Every line below that holds "gravel" must be copied.

(Referring expression pointing data)
————————

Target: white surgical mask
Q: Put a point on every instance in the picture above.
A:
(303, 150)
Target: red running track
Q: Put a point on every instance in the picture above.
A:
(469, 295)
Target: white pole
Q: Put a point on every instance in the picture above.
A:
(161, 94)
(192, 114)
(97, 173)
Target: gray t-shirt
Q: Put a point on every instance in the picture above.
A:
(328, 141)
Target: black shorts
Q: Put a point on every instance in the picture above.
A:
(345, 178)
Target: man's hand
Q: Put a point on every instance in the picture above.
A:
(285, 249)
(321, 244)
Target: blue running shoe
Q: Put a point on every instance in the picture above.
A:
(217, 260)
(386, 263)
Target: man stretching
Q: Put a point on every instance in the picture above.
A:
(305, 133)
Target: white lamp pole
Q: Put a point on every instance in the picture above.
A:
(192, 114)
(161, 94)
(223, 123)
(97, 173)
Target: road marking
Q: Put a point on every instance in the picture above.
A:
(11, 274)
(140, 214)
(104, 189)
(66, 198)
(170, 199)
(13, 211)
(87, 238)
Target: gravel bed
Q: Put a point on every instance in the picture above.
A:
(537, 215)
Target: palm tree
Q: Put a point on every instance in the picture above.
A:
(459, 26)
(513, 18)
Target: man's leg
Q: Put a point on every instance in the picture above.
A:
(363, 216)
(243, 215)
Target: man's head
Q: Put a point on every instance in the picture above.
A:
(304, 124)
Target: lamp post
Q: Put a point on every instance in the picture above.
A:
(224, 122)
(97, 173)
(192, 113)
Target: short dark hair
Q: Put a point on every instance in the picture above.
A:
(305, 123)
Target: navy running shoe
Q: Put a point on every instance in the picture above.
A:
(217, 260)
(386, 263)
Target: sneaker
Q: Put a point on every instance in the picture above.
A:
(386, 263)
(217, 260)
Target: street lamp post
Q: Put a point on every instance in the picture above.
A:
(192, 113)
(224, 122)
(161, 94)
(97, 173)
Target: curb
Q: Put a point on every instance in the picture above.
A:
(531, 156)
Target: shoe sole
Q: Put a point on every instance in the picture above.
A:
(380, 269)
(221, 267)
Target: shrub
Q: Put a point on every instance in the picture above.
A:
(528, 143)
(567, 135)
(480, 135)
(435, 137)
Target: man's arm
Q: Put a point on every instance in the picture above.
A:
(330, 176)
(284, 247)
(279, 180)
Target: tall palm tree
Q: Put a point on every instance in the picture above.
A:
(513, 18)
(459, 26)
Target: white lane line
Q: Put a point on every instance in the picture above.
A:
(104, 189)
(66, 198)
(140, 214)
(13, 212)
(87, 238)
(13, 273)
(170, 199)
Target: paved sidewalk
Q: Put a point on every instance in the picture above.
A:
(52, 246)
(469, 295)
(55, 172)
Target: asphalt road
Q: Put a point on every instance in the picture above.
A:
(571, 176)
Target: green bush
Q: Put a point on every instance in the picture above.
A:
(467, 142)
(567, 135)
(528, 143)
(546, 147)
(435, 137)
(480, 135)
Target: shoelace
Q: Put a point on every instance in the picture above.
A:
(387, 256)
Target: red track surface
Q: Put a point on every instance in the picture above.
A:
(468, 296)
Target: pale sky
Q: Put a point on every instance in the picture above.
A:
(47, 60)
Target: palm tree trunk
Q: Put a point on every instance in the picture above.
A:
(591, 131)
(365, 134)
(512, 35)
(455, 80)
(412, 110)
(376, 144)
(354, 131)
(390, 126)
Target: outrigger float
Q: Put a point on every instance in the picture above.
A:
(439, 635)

————————

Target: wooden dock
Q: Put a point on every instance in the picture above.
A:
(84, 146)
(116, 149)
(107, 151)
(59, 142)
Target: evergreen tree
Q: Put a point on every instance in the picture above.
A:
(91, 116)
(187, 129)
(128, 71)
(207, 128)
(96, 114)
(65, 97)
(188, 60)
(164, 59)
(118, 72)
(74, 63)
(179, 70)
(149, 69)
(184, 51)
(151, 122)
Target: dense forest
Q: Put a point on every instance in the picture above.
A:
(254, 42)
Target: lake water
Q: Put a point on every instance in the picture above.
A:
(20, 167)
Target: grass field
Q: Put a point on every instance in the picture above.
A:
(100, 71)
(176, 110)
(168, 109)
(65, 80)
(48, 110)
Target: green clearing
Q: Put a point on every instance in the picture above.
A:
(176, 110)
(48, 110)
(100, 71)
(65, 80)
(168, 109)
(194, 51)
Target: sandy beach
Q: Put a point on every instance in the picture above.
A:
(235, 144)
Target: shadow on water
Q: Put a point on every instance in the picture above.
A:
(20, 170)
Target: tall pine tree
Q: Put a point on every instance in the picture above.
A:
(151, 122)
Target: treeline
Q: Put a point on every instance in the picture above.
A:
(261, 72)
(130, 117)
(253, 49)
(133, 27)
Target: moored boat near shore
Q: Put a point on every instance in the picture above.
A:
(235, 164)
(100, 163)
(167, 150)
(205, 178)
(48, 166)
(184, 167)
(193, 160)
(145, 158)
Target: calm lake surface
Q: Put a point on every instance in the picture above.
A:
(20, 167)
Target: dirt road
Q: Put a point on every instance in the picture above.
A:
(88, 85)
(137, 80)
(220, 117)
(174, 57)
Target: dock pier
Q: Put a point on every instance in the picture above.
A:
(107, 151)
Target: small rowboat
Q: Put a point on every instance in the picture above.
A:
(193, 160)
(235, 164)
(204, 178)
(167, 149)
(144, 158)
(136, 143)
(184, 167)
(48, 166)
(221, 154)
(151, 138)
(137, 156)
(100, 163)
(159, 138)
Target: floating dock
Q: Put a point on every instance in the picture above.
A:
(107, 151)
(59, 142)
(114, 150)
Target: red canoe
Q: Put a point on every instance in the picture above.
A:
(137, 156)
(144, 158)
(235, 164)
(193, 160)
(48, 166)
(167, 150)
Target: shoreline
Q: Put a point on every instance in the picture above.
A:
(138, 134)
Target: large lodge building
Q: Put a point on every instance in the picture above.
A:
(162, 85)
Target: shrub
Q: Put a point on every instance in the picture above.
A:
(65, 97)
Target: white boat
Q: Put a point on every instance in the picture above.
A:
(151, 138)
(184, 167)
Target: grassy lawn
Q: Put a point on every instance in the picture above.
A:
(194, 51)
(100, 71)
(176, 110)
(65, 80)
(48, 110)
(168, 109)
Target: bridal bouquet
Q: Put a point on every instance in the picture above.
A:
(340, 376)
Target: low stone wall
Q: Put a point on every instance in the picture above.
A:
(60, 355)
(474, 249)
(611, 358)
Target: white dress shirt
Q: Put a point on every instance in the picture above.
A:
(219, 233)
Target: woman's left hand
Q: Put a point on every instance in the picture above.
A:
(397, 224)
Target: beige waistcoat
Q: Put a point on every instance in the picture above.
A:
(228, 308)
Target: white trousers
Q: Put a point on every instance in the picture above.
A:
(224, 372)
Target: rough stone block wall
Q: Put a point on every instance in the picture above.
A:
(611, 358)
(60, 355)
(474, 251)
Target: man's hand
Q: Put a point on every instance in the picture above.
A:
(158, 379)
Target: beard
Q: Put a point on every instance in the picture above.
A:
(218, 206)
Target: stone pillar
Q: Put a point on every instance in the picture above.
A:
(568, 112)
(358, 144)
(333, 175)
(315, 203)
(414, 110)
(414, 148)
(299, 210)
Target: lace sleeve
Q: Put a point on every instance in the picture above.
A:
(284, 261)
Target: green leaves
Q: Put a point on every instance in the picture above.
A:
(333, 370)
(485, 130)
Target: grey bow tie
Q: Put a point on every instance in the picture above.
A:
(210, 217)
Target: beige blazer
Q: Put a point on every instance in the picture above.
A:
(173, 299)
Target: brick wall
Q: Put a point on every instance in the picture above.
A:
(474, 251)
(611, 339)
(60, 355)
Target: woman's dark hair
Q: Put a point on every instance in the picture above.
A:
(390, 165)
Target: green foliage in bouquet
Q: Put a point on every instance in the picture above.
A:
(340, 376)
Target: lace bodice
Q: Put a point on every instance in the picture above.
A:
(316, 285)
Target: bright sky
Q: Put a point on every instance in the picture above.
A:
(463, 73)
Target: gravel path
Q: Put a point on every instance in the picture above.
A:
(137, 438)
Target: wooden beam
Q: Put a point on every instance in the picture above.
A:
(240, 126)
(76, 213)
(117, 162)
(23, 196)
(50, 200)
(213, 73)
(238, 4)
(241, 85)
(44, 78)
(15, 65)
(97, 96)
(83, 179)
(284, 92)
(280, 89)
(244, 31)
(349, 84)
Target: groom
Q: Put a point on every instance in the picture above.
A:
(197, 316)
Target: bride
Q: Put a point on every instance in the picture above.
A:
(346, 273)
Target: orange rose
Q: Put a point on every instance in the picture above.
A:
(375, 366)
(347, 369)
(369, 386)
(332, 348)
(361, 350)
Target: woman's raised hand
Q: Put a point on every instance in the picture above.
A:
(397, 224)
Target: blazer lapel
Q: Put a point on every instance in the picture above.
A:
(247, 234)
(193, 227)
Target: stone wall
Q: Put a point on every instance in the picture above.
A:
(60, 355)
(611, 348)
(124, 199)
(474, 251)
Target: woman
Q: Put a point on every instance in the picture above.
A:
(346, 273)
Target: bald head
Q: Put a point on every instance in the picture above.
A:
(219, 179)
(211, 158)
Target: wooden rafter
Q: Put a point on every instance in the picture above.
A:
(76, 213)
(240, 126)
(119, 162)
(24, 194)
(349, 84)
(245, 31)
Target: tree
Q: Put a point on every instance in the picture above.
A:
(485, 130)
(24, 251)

————————

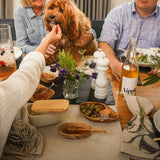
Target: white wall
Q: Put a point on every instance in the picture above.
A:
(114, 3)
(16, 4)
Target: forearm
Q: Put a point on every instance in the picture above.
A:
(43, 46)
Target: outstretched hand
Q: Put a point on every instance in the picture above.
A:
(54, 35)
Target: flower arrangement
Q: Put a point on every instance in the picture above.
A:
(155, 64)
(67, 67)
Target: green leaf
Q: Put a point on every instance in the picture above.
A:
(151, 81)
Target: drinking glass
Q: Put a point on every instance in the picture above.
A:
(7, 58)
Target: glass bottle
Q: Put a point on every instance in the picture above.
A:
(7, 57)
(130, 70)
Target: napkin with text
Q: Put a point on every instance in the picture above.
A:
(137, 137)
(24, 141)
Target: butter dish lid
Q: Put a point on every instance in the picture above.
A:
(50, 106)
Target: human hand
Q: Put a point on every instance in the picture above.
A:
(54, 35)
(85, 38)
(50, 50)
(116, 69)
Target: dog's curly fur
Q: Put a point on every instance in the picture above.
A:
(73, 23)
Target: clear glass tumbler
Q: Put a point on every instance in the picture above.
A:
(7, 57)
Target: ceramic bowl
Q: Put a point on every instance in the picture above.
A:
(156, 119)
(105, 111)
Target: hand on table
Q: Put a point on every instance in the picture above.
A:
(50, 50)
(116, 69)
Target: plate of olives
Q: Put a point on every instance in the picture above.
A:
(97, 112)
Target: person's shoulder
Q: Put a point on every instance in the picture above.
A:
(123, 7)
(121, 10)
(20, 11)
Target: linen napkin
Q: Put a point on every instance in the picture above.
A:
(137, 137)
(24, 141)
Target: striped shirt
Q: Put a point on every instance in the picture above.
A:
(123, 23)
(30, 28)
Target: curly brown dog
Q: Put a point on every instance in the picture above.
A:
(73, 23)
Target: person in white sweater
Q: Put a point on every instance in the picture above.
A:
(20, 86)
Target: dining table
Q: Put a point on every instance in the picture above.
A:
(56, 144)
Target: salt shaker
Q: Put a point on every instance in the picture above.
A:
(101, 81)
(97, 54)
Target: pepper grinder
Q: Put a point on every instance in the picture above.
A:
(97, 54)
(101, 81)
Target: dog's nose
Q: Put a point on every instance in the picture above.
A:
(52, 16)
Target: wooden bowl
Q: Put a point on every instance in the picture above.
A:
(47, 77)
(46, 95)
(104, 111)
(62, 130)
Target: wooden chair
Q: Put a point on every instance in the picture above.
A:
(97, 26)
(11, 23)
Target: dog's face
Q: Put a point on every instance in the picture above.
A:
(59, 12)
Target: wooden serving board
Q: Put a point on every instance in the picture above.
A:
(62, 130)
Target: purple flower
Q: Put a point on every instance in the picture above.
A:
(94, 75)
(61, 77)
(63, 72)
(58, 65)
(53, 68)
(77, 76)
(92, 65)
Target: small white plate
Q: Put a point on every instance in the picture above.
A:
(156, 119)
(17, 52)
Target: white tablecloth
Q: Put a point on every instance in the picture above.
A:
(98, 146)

————————

Output
Target: gravel bed
Target: gravel path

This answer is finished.